───── Tekst ćwiczenia

Racjonalista - Strona głównaDo treści


Fundusz Racjonalisty

Wesprzyj nas..
Zarejestrowaliśmy
205.015.301 wizyt
Ponad 1064 autorów napisało dla nas 7362 tekstów. Zajęłyby one 29015 stron A4

Wyszukaj na stronach:

Kryteria szczegółowe

Najnowsze strony..
Archiwum streszczeń..

 Czy Rosja użyje taktycznej broni nuklearnej?
Raczej tak
Chyba tak
Nie wiem
Chyba nie
Raczej nie
  

Oddano 15 głosów.
Chcesz wiedzieć więcej?
Zamów dobrą książkę.
Propozycje Racjonalisty:
Sklepik "Racjonalisty"

Złota myśl Racjonalisty:
Duma homo sapiens jest określeniem na wyrost, albowiem człowiek - istota namiętna - lubi sięgać po rozum dopiero po wypróbowaniu innych możliwości.
 Państwo i polityka » Państwo wyznaniowe

Obrona źródeł Ciemogrodu [2]
Autor tekstu:

Wielki uczony angielski Darwin, twórca teorii ewolucji gatunków, myślał, że zaprzeczył biblijnemu obrazowi stworzenia. Darwin odkrył, że gatunki tworzyły się przez całe wieki. Jedne udoskonalały się, inne ulegały zagładzie. Płód ludzki we łonie matki przechodzi wszystkie stadia rozwoju, jest podobny do małego jednokomórkowego żyjątka, potem do ryby, potem do ptaka, aż wreszcie się staje ssakiem — człowiekiem. Darwin inaczej pojmował czas. Czas Stworzenia nie musi mieć nic wspólnego z naszym czasem, który mierzymy naparstkiem ludzkiego życia. A jaki jestczas jaszczurki, czas motyla, wężów, słonia ? Przecież motyl musi w ciągu kilku godzin przeżyć całe swoje życie.

──────────
───── Podane informacje

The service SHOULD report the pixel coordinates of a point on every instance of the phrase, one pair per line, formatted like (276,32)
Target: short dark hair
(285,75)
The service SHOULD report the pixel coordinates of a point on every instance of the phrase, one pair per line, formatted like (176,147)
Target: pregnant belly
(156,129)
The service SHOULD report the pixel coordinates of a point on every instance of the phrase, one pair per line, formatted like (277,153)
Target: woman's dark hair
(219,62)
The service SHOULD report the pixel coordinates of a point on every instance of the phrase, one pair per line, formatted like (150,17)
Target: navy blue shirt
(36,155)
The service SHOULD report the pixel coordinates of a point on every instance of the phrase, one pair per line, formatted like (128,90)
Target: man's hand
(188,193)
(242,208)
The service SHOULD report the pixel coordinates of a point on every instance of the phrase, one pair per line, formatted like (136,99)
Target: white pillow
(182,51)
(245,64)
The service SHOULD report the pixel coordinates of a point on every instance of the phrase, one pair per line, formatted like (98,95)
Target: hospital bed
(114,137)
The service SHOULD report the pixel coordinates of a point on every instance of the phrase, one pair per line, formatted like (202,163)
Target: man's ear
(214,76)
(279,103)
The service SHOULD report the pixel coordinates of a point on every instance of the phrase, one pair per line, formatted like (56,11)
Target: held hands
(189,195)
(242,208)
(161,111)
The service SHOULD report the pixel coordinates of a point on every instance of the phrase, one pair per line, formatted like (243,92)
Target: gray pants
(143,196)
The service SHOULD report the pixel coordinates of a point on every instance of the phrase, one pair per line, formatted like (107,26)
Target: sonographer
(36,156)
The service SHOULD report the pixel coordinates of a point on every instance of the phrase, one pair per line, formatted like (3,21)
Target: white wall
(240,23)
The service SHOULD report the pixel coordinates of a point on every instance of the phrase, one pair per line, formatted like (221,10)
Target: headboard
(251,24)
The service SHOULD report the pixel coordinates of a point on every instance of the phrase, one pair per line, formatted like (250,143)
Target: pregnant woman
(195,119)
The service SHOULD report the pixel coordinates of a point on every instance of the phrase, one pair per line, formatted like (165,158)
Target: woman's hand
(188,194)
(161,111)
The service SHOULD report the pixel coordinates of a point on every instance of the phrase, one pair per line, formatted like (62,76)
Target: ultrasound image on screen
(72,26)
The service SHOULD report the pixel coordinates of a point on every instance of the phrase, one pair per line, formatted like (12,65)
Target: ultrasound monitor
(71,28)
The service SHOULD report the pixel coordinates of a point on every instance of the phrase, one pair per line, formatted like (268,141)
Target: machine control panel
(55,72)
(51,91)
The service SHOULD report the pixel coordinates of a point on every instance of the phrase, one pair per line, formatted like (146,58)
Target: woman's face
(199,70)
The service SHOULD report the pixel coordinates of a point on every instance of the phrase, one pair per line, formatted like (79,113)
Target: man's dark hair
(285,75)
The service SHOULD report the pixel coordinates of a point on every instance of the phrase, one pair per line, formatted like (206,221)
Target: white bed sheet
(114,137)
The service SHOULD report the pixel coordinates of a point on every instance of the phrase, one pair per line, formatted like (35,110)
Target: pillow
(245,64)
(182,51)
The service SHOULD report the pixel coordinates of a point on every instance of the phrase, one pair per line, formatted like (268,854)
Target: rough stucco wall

──────────

• Cel ćwiczenia:
Wydrukuj bez zmian fragment tekstu ćwiczenia, zaczynając od słów „Chcesz wiedzieć więcej?” i kończąc po słowach „wypróbowaniu innych możliwości.”. Wiersze podane powyżej pochodzą z innego źródła niż tekst ćwiczenia.

• Wynik zadania:
Chcesz wiedzieć więcej?
Zamów dobrą książkę.
Propozycje Racjonalisty:
Sklepik "Racjonalisty"

Złota myśl Racjonalisty:
Duma homo sapiens jest określeniem na wyrost, albowiem człowiek - istota namiętna - lubi sięgać po rozum dopiero po wypróbowaniu innych możliwości.